Task description: Leave out all pictures. Extract exactly the lines from the one containing "the white front" through the end of the data.

—————

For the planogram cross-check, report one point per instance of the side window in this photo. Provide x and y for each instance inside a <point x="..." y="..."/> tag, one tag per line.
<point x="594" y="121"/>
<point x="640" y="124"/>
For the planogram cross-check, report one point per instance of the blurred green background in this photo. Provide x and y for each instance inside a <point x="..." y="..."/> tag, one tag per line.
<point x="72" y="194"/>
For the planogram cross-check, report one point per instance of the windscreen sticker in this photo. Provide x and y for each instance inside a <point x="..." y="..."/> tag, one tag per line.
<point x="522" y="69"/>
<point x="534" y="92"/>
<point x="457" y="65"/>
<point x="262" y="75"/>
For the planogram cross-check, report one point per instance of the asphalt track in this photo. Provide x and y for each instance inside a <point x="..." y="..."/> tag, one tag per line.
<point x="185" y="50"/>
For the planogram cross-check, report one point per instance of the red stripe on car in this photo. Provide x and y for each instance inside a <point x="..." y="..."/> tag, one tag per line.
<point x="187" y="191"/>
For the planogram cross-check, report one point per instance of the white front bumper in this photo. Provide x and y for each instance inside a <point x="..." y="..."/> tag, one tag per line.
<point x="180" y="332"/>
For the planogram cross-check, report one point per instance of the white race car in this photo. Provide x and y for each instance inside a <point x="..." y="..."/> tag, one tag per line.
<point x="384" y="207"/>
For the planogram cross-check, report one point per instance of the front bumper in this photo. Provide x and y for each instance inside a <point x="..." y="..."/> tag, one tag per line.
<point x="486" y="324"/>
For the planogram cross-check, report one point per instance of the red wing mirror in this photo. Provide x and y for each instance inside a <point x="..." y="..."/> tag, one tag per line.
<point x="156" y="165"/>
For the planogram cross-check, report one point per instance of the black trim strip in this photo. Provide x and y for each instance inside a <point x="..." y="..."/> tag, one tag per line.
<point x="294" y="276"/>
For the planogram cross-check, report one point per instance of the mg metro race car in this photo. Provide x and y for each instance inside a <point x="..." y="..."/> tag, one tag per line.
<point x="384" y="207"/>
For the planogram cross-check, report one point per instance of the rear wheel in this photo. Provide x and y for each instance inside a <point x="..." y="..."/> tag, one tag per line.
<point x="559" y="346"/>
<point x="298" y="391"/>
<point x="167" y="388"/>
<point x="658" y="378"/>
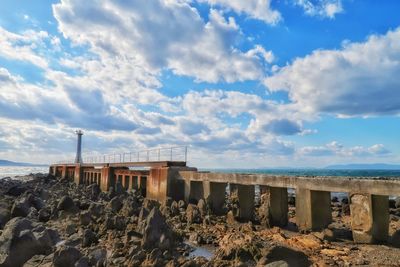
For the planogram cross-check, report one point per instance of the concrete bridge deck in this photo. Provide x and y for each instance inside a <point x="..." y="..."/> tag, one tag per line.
<point x="369" y="205"/>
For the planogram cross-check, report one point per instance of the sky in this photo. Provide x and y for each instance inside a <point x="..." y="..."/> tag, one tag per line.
<point x="243" y="84"/>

—————

Expected answer:
For the planogram cross-check, report one point per instance of the white front bumper in this photo. Provide x and y for each instance inside a <point x="..." y="..."/> tag, one tag per line.
<point x="180" y="332"/>
For the planogram cross-check, report one point per instance of the white race car in this photo. Provide x and y for each instance inside a <point x="..." y="..."/> tag, one tag per line.
<point x="384" y="207"/>
For the planogram cross-check, report one point per instance of the front bumper in this photo. Provide x and y for each instance inside a <point x="..." y="..."/> tag, one tag per line.
<point x="486" y="324"/>
For the planogram cross-check, report one point per instance of the red wing mirror in this photo. Provide x and y for each instance inside a <point x="..." y="..."/> tag, one tag per line.
<point x="156" y="165"/>
For the planogram cross-check, report one point per instance of the black trim strip in this photo. Provide x and y for each instance inside a <point x="..." y="..."/> tag, one tag per line.
<point x="294" y="276"/>
For the planogram cross-check, report one point per instance of the mg metro race car in this photo. Provide x and y for each instance inside a <point x="..." y="..."/> tag, one tag per line.
<point x="384" y="207"/>
For the planogram cross-check, report one point per instance of the rear wheel in this photo. Provide x and y for each instance inside a <point x="..." y="..."/> tag, one tag per line.
<point x="559" y="346"/>
<point x="298" y="391"/>
<point x="167" y="388"/>
<point x="658" y="378"/>
For the planogram cross-check, report one point per instance of the concrete bridge deck in this photo. Provide x and y for each instance inside a <point x="..." y="..."/> tag, one tag per line.
<point x="369" y="205"/>
For the planogram cross-check, report one point per instance of the sky in this photo. Provide x and y for each instance inside a <point x="..." y="..."/> tag, one tag per line.
<point x="243" y="84"/>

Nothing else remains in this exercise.